What is asked =>
Turn the stretch of the records below, from the line containing "target | ankle" through the line containing "<point>564,362</point>", into a JSON list of strings. Give one string per line and leave out blank lines.

Supplied information =>
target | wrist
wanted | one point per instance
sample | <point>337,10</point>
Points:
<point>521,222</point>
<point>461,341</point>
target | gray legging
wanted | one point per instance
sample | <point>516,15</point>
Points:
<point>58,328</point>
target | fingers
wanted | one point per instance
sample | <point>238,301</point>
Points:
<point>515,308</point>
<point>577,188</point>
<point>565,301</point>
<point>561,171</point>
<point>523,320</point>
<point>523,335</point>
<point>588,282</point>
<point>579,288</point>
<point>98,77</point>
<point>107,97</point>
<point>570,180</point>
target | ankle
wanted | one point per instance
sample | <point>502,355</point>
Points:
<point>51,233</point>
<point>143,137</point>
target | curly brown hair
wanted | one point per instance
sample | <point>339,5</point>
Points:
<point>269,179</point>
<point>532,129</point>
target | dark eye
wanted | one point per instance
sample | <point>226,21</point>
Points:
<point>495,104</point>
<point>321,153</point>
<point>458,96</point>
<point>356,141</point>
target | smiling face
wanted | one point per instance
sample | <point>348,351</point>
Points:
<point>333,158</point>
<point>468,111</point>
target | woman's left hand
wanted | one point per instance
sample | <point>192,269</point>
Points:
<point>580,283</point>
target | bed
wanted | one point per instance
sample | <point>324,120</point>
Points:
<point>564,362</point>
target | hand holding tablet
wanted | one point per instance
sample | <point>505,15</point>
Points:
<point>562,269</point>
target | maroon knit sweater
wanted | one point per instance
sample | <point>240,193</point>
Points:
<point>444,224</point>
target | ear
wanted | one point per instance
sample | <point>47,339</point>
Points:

* * *

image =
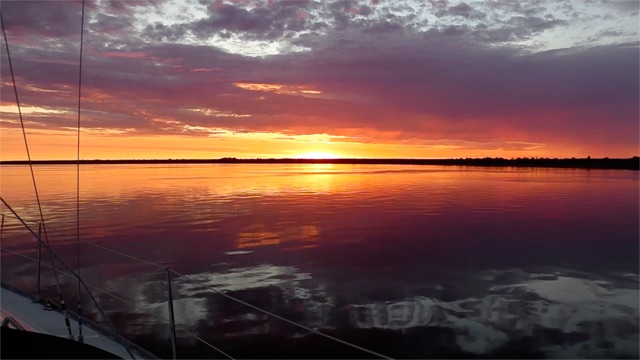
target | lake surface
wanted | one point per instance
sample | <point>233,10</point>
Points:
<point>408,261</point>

==

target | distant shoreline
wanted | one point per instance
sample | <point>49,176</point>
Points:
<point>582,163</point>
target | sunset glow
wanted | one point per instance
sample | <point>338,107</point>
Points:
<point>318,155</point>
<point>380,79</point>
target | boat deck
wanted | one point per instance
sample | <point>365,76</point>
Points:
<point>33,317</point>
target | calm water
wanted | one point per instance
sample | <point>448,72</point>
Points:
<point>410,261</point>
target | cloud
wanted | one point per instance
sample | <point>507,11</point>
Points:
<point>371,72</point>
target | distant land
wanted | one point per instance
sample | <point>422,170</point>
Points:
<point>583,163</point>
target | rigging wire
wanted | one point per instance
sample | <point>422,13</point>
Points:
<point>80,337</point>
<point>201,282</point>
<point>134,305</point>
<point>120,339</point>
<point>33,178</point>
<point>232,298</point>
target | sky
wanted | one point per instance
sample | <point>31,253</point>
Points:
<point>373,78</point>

Exercise result =>
[
  "target | ankle",
  "wanted | one point per instance",
  "sample | <point>502,355</point>",
  "Points:",
  "<point>51,233</point>",
  "<point>143,137</point>",
  "target | curly brown hair",
  "wanted | one point per instance",
  "sample | <point>339,5</point>",
  "Points:",
  "<point>269,179</point>",
  "<point>532,129</point>",
  "target | dark eye",
  "wanted | one point per instance",
  "sample | <point>226,21</point>",
  "Points:",
  "<point>495,104</point>",
  "<point>321,153</point>",
  "<point>458,96</point>",
  "<point>356,141</point>",
  "target | smiling face",
  "wanted | one point per instance",
  "sample | <point>348,351</point>",
  "Points:",
  "<point>333,158</point>",
  "<point>468,111</point>",
  "target | woman's left hand",
  "wanted | one point per instance",
  "sample | <point>192,269</point>",
  "Points:",
  "<point>580,283</point>",
  "target | bed",
  "wanted | one point per instance",
  "sample | <point>324,120</point>",
  "Points:",
  "<point>564,362</point>"
]